[Stored items from a collection]
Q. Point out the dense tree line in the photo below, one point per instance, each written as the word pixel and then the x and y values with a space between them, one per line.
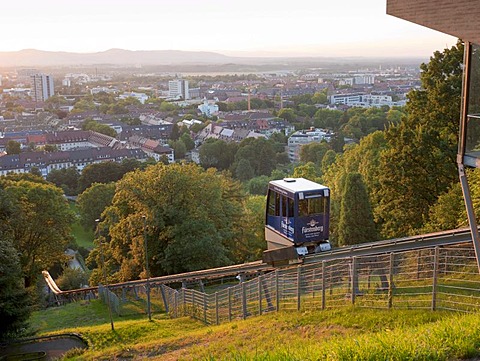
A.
pixel 194 219
pixel 409 169
pixel 35 228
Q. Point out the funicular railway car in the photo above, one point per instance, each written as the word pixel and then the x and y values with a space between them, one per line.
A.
pixel 296 220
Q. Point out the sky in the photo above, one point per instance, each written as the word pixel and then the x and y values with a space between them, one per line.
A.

#### Given problem:
Rewrite the lines from the one containing "Q. Point out the funicular" through the end of the items, inclusive, switching "funicular railway car" to "cable car" and leaving everything else unchanged.

#### Complete answer:
Q. Point out the cable car in the photo above, one point per instance, each written as the word pixel and then the x and y values with a space between them, one per line.
A.
pixel 296 220
Q. Point out the sky in the photo above, one point per instance, each written as the word pixel and then the x and y values with a space between them, one per line.
A.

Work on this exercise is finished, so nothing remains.